EXTRAHIERTER TEXT:

********************

Was auf - egal welchen unserer- Landkarten wie ein Katzensprung aussieht, entpuppt sich als Überfahrt von nahezu sieben Stunden. Weit draußen in einer riesigen hufeisenförmigen Bucht im Osten der Insel Komodo ankert unsere Fähre. Nun heißt es: umsteigen auf eine kleine Nussschale, zusammen mit zwei anderen Touristen und an die zwanzig Einheimischen, einem Haufen Säcke, Käfigen mit Hühnern, Körben voller Lebensmittel, Gemüse und zahllosen Wasserflaschen. Wir steuern auf Kampung Komodo zu, ein winziges Fischerdorf mit bunten Häusern auf Stelzen, vom Meer aus malerisch flankiert von Bagans, den typischen großen Auslegerbooten.

********************

BEREITGESTELLTE DATEN:
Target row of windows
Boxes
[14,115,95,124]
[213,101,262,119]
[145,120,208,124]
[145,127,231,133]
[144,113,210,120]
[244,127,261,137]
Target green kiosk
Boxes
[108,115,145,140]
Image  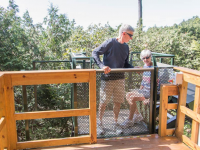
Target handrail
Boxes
[159,67,200,149]
[0,69,97,150]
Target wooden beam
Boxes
[174,67,200,79]
[167,84,178,96]
[166,128,175,135]
[191,86,200,144]
[89,71,97,143]
[4,75,17,150]
[0,76,5,118]
[0,117,6,132]
[167,103,178,109]
[17,135,91,149]
[11,71,89,86]
[175,80,188,141]
[158,85,168,137]
[180,106,200,123]
[15,108,90,120]
[182,135,200,150]
[183,73,200,86]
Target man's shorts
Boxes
[100,79,125,104]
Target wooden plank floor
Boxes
[32,134,190,150]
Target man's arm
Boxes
[124,51,134,68]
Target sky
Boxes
[0,0,200,30]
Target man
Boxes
[92,24,134,134]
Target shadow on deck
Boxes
[32,134,190,150]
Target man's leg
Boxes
[112,79,125,123]
[113,102,121,123]
[128,101,137,120]
[99,103,106,123]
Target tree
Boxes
[138,0,142,29]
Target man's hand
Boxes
[103,66,111,74]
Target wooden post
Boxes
[191,86,200,144]
[89,71,97,143]
[4,75,17,150]
[158,85,168,137]
[0,76,7,149]
[175,79,188,141]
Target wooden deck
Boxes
[34,134,190,150]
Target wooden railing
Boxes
[0,69,97,150]
[159,67,200,149]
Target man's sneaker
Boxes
[133,113,144,123]
[97,123,105,135]
[121,119,134,128]
[114,123,123,135]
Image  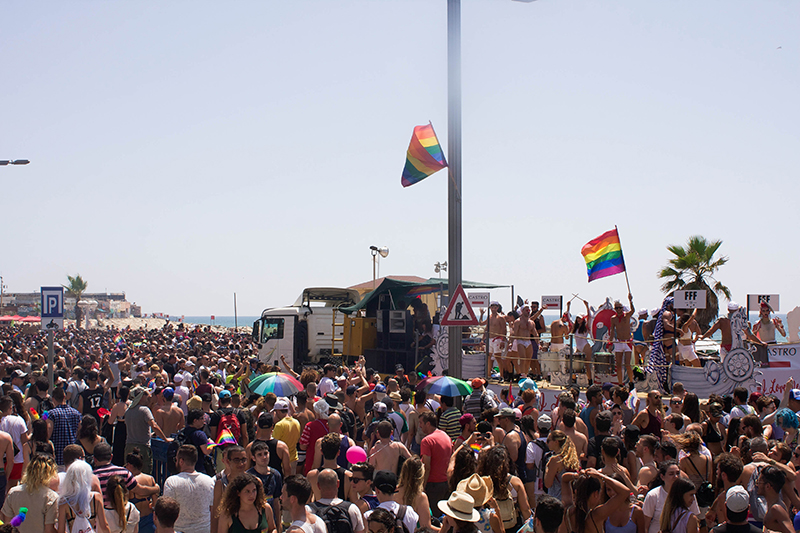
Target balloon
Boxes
[345,446,367,464]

********************

KURZE AUFGABE 1: Übersetzen Sie aus dem Reisetext über die Überfahrt nach Komodo den Satz „Weit draußen in einer riesigen hufeisenförmigen Bucht im Osten der Insel Komodo ankert unsere Fähre.“ ins Englische.
KURZE AUFGABE 2: Führen Sie den Reisetext über die Überfahrt nach Komodo im Anschluss an seinen letzten Satz weiter.

AUSGABE 1: Far out in a huge horseshoe-shaped bay in the east of the island of Komodo, our ferry lies at anchor.

AUSGABE 2:
   Wir halten Ausschau nach der Anlegestelle, einem Steg oder Ähnlichem - nichts zu entdecken. Zwanzig Meter vor dem Strand stoppt unser Kapitän, die ersten Passagiere (die einheimischen) springen vom Boot und schwimmen ans Ufer. Ein Junge kommt mit einem Einbaum zu Hilfe und beginnt, Säcke und Flaschen aufzuladen. Wir und unsere beiden französischen Mitreisenden fragen uns, ob man uns wohl auch den Einbaum anbietet. Vorsorglich schon mal unsere Schuhe ausziehend und auf die Rucksäcke schnürend warten wir, bis Dorfbewohner und Proviant von Bord sind. Nach Übergabe der letzten Wasserflasche gibt der Käptn Gas und deutet auf einen imaginären Ort hinter die steile Klippe, die den Strand begrenzt. Zu unserer
Erleichterung (wir sahen uns alle schon mit den Rucksäcken die letzten Meter durchs Wasser an Land pflügen) betreten wir schließlich über einen Holzsteg festen Boden, den Komodo Nationalpark.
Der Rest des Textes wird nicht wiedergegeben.